* [Directions]: Review the listing and copy each line that holds the word "below".

* [Recorded data]:
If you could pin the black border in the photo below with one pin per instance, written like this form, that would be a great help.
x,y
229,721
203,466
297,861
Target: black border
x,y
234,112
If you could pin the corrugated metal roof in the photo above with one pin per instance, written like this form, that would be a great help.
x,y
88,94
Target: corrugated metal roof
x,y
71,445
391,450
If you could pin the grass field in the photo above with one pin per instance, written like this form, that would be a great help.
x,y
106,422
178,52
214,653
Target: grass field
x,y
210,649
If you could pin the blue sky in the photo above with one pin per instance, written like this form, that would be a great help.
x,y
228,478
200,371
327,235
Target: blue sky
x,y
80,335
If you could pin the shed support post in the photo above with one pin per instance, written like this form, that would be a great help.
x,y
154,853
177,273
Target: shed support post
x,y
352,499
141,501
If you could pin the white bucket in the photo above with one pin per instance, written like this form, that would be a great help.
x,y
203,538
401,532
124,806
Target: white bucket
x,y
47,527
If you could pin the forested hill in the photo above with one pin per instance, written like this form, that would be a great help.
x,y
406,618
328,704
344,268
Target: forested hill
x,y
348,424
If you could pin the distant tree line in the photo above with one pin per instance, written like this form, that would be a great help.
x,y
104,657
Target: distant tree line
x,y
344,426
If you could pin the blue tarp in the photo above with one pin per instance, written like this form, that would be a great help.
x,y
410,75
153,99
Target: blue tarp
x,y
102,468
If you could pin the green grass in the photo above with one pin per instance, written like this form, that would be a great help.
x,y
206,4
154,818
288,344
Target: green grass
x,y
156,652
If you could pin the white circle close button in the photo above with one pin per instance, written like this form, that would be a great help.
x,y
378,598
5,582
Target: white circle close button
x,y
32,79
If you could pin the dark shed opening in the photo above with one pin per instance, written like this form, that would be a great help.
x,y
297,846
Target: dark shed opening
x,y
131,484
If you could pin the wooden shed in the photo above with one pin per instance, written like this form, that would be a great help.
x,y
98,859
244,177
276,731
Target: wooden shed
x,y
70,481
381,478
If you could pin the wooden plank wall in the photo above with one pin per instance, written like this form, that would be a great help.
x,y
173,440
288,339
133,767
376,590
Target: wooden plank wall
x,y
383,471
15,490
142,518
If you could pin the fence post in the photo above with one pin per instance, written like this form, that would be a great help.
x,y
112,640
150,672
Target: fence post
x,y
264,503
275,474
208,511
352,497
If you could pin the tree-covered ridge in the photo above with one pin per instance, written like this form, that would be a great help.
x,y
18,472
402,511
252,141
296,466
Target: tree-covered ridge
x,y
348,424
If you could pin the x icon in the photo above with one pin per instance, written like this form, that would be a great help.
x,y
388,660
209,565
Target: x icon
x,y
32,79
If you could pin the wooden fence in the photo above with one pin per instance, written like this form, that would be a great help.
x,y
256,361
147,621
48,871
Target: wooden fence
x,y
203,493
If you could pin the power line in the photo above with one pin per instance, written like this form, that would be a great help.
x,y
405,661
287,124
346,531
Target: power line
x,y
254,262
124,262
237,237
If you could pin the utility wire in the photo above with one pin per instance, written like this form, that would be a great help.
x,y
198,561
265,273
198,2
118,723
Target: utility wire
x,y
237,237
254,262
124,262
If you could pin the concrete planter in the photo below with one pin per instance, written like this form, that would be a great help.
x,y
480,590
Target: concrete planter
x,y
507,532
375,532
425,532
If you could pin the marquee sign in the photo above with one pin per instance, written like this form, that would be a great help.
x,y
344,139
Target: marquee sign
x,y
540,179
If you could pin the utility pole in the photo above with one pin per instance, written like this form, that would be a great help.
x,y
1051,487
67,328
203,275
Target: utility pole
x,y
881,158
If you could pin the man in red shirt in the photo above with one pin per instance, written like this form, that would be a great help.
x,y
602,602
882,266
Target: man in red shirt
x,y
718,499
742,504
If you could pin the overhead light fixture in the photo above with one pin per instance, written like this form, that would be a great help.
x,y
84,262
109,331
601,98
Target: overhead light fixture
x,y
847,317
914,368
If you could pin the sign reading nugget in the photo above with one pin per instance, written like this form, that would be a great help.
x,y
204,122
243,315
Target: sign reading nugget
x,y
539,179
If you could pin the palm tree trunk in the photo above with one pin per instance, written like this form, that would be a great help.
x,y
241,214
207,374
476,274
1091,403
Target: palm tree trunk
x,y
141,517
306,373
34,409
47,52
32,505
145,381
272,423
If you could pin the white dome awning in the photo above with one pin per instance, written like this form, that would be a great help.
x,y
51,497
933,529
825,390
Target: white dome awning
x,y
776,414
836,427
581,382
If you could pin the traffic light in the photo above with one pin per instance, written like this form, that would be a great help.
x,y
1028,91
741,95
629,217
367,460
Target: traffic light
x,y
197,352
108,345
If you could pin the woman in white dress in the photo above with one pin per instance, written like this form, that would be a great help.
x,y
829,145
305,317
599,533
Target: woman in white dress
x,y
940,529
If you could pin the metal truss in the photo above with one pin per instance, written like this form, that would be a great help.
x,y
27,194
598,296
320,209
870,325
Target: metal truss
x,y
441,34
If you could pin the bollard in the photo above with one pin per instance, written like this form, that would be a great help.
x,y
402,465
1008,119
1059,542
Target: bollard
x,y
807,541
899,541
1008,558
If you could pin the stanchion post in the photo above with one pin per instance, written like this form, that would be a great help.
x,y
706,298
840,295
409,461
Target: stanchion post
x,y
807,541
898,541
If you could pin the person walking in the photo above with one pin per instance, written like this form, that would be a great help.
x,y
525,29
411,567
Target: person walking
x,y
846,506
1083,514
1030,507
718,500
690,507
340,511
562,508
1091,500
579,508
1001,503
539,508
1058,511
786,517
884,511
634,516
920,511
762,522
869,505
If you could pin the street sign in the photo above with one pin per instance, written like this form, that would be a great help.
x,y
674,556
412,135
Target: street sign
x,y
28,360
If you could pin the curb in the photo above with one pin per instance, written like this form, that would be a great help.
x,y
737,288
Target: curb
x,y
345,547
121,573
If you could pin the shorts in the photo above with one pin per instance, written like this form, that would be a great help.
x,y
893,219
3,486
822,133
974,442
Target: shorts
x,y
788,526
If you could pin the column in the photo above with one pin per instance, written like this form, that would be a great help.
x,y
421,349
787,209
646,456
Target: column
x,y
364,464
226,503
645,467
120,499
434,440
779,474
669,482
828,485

---

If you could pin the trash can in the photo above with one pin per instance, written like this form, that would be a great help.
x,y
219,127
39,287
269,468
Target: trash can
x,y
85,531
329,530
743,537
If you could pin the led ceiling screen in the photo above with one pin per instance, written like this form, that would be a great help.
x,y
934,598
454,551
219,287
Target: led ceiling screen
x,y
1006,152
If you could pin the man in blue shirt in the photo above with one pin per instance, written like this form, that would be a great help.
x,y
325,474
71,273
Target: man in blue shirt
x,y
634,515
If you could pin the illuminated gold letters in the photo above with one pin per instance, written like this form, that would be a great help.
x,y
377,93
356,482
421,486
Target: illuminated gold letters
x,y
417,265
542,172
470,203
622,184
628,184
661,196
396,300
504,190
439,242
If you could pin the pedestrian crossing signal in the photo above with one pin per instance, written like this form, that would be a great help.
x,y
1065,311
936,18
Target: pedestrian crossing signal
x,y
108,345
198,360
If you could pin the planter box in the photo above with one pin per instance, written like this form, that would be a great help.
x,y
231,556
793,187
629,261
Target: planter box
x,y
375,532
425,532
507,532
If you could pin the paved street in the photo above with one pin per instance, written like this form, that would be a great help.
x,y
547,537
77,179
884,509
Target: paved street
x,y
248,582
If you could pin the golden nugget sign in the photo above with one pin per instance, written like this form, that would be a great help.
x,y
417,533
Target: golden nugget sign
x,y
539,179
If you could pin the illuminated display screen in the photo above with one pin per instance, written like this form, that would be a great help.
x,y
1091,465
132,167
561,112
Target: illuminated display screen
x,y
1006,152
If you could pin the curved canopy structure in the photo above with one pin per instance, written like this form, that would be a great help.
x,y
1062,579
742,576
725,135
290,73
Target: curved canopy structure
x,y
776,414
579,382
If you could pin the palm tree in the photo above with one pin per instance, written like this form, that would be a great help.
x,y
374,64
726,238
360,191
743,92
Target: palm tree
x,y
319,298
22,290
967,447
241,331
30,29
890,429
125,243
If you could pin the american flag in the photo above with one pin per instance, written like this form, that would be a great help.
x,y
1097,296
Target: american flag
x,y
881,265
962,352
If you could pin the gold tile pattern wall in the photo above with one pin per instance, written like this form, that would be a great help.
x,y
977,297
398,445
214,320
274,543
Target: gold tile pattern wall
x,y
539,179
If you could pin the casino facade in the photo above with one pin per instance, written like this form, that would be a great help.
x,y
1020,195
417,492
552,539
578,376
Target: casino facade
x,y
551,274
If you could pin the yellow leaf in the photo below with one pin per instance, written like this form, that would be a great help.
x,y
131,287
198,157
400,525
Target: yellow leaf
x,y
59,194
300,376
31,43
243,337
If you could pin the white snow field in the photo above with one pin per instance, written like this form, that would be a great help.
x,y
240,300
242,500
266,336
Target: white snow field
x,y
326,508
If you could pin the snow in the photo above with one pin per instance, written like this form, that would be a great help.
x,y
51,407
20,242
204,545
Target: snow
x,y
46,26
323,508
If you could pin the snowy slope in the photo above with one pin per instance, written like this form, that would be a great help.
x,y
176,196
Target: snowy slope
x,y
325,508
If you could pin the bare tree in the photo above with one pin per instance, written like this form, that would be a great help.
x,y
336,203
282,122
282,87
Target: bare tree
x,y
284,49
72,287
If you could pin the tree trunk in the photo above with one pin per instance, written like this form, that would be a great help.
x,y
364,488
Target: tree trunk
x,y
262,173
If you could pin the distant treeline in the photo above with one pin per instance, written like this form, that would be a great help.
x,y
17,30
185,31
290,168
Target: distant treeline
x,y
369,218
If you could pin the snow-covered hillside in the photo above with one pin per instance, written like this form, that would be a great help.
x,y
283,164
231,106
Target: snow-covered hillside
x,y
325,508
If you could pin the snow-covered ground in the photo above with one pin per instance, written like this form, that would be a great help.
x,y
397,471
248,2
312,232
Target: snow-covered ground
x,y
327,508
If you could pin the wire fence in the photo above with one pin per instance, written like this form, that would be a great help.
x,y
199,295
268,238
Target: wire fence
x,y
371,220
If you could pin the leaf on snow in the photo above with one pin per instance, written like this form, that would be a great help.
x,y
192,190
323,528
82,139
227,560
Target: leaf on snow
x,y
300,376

==

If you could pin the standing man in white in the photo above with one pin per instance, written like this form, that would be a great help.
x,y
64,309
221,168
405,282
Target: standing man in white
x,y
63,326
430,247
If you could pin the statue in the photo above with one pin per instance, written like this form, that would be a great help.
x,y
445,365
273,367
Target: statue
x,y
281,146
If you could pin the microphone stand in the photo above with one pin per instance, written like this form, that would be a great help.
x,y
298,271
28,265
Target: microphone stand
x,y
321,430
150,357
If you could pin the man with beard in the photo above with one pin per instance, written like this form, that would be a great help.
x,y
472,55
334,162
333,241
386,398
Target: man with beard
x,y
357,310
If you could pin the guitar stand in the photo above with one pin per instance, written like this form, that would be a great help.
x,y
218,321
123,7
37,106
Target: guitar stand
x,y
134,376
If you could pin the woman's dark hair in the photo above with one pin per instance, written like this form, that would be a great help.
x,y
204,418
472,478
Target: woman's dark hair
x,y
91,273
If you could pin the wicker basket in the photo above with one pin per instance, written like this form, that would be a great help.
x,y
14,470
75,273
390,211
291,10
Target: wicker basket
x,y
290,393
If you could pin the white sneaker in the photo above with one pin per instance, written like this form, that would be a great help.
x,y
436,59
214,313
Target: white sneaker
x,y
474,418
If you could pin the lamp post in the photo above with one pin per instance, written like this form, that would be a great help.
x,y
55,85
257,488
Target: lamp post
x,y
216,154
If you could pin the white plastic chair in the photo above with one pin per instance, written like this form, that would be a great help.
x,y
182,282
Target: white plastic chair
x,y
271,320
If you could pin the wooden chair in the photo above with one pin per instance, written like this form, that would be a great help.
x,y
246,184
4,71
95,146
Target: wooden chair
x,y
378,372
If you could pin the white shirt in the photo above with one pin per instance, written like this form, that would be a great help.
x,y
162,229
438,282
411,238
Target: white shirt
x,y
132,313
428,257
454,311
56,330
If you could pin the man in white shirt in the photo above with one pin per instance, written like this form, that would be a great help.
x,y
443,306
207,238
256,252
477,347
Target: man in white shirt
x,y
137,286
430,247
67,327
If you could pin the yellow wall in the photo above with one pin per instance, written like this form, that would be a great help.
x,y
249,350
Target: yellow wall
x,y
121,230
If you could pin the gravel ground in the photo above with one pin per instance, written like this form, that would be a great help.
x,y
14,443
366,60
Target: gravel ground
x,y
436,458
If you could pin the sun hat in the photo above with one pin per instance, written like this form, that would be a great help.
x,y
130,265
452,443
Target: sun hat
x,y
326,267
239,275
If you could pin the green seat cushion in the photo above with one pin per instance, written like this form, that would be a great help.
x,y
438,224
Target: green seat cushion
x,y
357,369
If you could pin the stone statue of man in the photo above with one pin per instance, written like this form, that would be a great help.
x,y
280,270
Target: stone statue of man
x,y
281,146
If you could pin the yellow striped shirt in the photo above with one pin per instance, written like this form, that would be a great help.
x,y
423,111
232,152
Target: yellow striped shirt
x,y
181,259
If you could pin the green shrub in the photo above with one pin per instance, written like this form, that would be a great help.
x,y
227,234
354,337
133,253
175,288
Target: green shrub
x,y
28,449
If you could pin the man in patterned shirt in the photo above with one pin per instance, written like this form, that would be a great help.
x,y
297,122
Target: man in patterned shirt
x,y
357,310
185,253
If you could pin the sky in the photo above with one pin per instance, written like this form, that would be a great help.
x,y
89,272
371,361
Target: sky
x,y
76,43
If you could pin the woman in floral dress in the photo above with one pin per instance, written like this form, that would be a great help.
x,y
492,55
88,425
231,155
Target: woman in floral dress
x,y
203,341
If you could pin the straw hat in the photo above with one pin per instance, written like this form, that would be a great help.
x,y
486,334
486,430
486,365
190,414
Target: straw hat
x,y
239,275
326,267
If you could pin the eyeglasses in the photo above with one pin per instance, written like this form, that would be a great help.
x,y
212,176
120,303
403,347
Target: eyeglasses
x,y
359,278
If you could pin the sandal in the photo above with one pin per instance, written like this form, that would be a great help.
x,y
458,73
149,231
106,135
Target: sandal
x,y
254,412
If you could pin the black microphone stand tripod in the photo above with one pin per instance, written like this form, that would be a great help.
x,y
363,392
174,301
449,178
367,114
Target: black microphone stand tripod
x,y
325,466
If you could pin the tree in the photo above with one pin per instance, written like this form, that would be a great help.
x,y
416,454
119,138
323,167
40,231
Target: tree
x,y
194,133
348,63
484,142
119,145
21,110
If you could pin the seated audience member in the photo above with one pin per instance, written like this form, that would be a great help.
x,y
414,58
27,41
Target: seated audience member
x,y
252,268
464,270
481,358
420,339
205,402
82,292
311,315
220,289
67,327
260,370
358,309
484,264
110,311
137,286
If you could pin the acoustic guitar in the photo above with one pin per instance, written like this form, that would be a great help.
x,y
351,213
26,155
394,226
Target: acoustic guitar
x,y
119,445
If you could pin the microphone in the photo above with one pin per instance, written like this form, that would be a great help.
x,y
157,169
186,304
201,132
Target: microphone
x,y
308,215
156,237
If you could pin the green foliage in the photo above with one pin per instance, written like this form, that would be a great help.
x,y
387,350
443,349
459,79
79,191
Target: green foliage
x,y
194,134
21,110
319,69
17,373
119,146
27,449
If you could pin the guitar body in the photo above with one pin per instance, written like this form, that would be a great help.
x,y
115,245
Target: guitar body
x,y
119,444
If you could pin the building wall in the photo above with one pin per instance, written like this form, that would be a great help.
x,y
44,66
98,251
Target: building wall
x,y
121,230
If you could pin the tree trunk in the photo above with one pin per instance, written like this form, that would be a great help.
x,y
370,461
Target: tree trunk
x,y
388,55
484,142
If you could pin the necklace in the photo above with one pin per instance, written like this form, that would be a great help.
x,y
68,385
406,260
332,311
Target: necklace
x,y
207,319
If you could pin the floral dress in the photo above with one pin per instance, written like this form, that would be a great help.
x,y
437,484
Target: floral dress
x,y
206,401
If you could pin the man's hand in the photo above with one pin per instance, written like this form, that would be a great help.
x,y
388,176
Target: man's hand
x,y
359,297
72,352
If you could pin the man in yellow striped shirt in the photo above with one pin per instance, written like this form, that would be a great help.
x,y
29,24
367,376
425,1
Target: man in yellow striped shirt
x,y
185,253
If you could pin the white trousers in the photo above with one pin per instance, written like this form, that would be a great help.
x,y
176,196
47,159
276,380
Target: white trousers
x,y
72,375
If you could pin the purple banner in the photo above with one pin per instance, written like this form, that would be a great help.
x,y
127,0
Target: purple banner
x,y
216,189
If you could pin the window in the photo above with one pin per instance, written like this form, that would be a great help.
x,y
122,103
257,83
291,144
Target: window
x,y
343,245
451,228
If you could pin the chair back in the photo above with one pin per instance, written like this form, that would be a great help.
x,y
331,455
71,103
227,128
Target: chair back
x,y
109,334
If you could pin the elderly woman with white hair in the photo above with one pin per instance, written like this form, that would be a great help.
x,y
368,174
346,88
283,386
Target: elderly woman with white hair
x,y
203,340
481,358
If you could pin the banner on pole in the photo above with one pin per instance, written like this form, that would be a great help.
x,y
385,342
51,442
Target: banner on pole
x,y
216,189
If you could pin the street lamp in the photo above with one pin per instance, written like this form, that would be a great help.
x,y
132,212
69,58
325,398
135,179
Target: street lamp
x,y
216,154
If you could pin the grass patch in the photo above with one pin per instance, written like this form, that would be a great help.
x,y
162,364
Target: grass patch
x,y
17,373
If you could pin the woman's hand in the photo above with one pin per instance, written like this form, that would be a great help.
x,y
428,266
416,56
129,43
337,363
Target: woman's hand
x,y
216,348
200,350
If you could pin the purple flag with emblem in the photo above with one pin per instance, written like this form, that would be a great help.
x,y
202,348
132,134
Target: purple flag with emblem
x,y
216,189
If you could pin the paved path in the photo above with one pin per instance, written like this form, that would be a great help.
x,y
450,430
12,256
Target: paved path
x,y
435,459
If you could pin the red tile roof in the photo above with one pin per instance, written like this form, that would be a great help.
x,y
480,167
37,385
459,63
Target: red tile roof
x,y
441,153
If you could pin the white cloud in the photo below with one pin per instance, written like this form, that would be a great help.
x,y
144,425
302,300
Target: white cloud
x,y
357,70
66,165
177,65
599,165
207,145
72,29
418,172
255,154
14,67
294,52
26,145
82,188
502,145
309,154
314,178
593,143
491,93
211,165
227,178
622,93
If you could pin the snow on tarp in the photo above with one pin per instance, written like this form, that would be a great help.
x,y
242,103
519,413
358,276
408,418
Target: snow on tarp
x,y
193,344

* [Result of the task]:
If you could pin the black border in the photo below with one pin per instance, written like this form, that would be a great help.
If you could pin the concrete planter in the photo below with one pin per instance, written like this form, that would be a great help.
If you could pin the yellow leaf in the photo below with one pin per instance, written like this form, that would be a great help.
If you could pin the white cloud in the photo below with one pin per instance, written like this form, that would be a great help.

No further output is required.